- BRIEF: Give the lines below as a Markdown table with the columns Row and Line, leaving out blank lines. Begin with the line that contains "Using the specimen image, mark the older woman's face" and continue through the line that contains "[118,146,138,156]", including both.

- Items from a labeling collection:
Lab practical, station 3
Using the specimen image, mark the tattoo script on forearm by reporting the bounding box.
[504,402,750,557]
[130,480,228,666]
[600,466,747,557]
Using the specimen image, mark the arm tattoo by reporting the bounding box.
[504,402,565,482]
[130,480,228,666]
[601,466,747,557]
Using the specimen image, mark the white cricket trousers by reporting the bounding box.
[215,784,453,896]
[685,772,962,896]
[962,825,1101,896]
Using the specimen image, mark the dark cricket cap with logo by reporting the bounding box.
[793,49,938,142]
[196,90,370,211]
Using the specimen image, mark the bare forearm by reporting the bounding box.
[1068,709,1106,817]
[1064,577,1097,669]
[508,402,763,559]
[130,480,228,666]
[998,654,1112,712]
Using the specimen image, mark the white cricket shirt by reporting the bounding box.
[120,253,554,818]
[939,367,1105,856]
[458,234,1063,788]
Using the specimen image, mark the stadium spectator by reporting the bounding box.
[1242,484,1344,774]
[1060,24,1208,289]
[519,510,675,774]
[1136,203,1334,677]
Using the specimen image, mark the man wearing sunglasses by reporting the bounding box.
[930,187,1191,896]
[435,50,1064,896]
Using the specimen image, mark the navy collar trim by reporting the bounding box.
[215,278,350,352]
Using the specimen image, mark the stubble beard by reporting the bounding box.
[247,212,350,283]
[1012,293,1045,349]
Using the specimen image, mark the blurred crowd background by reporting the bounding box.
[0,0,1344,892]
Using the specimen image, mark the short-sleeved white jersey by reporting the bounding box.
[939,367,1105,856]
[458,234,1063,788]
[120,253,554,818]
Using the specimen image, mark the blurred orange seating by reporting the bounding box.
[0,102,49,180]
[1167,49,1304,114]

* * *

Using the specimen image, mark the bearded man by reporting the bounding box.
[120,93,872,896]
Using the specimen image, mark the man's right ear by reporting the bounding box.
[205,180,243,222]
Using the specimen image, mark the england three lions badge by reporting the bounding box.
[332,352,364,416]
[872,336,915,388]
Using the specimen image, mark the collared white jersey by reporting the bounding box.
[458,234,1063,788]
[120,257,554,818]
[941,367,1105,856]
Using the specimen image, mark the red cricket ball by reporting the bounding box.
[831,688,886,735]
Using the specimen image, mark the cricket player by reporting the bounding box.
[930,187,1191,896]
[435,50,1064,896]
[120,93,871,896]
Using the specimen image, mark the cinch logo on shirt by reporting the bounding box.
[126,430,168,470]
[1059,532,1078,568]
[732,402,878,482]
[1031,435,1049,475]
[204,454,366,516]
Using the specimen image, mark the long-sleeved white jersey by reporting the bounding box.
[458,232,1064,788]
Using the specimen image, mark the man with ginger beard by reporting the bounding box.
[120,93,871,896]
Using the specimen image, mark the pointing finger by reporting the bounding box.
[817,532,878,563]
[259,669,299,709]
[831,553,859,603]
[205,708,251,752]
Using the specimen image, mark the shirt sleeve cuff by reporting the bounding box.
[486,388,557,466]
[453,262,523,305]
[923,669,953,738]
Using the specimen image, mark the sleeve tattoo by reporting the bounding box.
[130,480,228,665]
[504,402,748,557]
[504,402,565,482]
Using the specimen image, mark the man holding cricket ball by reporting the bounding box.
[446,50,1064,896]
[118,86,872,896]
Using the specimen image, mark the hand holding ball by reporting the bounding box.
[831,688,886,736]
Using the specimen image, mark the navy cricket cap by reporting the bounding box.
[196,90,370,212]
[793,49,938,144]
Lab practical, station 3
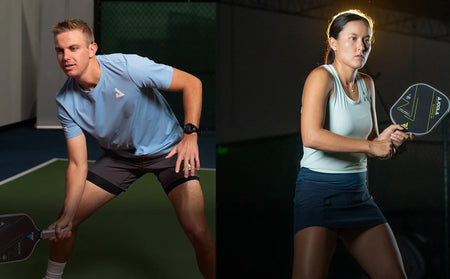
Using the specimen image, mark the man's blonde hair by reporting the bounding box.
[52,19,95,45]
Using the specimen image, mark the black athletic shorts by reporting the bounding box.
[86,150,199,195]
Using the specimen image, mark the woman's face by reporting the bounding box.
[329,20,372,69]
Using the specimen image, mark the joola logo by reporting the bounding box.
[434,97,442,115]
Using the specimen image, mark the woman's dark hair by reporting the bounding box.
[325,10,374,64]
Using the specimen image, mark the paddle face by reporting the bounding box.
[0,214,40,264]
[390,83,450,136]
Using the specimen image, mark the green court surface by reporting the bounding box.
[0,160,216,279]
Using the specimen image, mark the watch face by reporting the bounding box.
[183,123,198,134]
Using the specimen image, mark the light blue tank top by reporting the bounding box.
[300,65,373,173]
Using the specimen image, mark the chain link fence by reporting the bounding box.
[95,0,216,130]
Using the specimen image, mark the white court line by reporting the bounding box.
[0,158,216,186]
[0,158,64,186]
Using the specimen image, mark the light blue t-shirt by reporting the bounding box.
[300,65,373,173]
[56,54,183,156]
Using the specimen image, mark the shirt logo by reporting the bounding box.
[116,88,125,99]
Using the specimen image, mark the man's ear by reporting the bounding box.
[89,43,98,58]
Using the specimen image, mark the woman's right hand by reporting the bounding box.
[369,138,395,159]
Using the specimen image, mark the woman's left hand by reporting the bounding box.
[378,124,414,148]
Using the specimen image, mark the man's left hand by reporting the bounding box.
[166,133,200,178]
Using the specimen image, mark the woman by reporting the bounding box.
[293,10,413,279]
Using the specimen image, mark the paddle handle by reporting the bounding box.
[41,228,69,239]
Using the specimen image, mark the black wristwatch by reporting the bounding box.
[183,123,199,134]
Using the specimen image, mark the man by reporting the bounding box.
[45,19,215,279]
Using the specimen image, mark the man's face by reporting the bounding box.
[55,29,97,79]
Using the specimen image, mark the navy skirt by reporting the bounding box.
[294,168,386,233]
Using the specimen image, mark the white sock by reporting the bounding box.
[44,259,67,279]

==

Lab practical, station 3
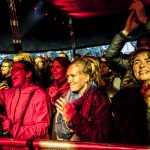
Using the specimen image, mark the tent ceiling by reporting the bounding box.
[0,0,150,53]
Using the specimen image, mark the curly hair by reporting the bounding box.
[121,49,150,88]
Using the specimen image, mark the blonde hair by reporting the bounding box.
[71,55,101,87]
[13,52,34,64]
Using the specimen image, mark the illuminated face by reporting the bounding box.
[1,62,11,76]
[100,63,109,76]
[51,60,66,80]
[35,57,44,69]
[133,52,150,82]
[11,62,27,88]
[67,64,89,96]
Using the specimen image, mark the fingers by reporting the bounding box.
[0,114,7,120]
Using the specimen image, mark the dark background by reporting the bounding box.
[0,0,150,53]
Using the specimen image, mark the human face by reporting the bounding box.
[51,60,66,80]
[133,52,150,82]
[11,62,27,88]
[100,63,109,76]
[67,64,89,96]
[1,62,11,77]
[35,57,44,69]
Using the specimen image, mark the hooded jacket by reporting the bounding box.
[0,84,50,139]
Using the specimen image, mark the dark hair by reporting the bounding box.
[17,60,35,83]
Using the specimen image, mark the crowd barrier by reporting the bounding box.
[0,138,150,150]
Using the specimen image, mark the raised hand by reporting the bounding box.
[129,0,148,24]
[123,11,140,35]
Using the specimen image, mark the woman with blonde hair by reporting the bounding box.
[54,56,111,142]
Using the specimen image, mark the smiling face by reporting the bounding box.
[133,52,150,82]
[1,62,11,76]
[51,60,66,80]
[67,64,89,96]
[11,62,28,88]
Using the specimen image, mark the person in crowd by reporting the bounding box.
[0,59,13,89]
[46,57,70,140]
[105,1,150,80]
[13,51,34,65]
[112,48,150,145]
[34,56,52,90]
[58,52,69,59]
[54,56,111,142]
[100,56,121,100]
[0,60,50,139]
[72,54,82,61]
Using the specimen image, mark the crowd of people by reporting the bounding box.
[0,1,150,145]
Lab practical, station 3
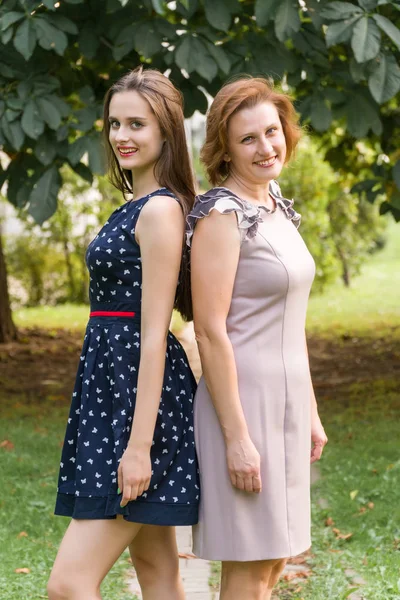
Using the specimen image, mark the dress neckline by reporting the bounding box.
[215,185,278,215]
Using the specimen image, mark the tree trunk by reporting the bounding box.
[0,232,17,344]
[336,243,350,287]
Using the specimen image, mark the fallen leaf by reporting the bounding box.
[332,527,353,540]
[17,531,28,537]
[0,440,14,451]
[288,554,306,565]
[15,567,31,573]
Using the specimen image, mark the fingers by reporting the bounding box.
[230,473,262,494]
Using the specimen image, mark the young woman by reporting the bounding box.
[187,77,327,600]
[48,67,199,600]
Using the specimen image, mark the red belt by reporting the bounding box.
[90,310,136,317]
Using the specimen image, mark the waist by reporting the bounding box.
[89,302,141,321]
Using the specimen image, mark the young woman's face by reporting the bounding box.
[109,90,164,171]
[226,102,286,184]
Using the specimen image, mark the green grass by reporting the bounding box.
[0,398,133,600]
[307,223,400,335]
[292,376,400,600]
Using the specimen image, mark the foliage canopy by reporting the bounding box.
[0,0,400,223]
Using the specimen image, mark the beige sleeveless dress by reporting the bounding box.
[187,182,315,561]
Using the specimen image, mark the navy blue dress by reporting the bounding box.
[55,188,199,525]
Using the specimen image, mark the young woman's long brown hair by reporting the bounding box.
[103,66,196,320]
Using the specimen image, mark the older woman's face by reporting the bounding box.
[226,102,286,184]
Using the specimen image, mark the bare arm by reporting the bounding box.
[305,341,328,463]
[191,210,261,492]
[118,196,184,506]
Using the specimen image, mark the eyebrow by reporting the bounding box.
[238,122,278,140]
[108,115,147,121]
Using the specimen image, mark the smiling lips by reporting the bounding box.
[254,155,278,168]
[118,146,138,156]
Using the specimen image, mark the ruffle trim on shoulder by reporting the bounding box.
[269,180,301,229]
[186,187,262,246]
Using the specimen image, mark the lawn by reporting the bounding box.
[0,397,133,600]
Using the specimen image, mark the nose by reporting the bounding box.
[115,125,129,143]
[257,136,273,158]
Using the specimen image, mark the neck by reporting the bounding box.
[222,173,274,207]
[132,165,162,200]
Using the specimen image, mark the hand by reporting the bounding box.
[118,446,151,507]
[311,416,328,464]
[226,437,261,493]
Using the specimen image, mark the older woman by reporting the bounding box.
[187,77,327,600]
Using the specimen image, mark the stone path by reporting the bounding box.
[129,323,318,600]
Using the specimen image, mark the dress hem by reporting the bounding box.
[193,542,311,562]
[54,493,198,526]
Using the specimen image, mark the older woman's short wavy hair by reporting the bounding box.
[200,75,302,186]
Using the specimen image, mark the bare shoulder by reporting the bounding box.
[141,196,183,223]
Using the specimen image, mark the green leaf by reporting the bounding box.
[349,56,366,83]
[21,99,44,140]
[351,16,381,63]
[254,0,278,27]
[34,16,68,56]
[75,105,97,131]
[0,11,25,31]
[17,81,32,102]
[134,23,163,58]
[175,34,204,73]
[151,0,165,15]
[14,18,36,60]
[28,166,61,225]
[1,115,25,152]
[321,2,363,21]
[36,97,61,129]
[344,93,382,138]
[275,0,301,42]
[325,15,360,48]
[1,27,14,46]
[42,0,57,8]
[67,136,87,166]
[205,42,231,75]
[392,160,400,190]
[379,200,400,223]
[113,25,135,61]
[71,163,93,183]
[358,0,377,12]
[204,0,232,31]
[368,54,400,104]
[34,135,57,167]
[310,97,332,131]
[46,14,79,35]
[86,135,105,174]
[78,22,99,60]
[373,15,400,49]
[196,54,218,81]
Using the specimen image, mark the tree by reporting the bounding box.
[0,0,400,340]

- ANSWER FOR THIS EXERCISE:
| Row | Line |
|---|---|
| 1 | Using the specimen image, mark the older woman's face by reporting the bounding box. |
| 2 | [226,102,286,184] |
| 3 | Using the specimen image, mark the bare arm by reporting the bounding box. |
| 4 | [305,341,328,463] |
| 5 | [191,210,261,492] |
| 6 | [118,196,184,506] |
| 7 | Using the specimen image, mark the eyebrow by reporting the bounding box. |
| 8 | [238,122,278,140] |
| 9 | [108,115,147,121] |
| 10 | Using the specimen image, mark the smiling lips by reporting the bounding box. |
| 11 | [254,155,278,168] |
| 12 | [118,146,138,156] |